* _Input records_:
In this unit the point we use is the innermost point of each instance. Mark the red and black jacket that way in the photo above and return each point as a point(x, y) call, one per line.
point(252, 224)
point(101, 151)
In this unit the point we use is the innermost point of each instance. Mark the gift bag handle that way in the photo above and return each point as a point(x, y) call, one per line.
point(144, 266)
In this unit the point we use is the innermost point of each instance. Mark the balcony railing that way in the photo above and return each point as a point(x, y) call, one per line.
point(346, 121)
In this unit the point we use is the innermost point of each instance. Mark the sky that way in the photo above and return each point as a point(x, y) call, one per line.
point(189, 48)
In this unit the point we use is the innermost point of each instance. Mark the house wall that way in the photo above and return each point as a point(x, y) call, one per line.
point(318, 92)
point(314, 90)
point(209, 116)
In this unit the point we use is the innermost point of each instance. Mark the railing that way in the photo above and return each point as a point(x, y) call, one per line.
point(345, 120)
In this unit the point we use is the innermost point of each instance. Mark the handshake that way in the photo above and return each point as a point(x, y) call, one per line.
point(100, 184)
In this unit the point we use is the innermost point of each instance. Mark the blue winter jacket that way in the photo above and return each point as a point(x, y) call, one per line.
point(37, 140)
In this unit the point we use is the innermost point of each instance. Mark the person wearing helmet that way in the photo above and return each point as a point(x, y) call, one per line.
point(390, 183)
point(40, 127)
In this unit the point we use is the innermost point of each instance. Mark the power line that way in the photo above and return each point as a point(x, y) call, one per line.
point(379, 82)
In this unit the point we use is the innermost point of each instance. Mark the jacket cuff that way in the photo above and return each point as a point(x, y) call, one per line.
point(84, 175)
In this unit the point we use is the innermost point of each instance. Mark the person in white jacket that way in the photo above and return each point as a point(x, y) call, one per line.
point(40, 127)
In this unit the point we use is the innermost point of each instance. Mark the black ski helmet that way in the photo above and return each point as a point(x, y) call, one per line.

* _What the task asks_:
From the line containing "Mark the blue" down to the last line of the records above, print every line exactly, with both ends kept.

* _Exercise output_:
In this unit the point we use is the innermost point of each instance. Mark the blue winter jacket that way in the photo above and return each point as a point(x, y) call, one per line.
point(37, 140)
In this unit the point we use is the innermost point of each instance. Mark the person wearing helmet that way in the photo above and return each point as a point(x, y) call, one per line.
point(390, 183)
point(40, 127)
In this unit the point we use is the innermost point of each instance. Mark the power line that way in the photo above and return each point as a point(x, y) call, one per line.
point(379, 82)
In this unit the point we use is the innermost point of each instance. Mark the jacket cuff that way in the photo above and return each point as a point(x, y) call, one per line.
point(84, 175)
In this unit the point we use is the innermost point of each instance. Mark the person in white jacket that way in the photo above and return each point as a point(x, y) call, one per line.
point(40, 127)
In this unit the point we use is the innermost point of each instance. Mark the black ski helmet that way in the photo above and return each point as a point(x, y) call, one per line.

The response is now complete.